[Excerpts from a detection dataset]
::::

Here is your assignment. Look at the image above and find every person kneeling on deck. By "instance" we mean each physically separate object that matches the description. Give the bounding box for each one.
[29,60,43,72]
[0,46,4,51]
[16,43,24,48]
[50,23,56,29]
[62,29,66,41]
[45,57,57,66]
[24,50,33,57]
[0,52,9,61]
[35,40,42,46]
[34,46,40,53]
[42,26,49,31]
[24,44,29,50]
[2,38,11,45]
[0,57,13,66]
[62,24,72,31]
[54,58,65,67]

::::

Exercise → Print every line of the items above without any changes.

Problem solution →
Here is your assignment. Look at the image above and find every person kneeling on deck. By "instance" we mean each physically separate object that matches the description. Give the bounding box for each one.
[29,60,43,72]
[0,46,4,51]
[16,43,24,48]
[50,23,56,29]
[62,29,66,41]
[45,57,57,66]
[24,50,33,57]
[0,52,9,61]
[35,40,42,46]
[34,46,40,53]
[42,26,49,31]
[24,44,29,50]
[2,38,11,45]
[0,57,13,66]
[62,24,72,31]
[54,58,65,67]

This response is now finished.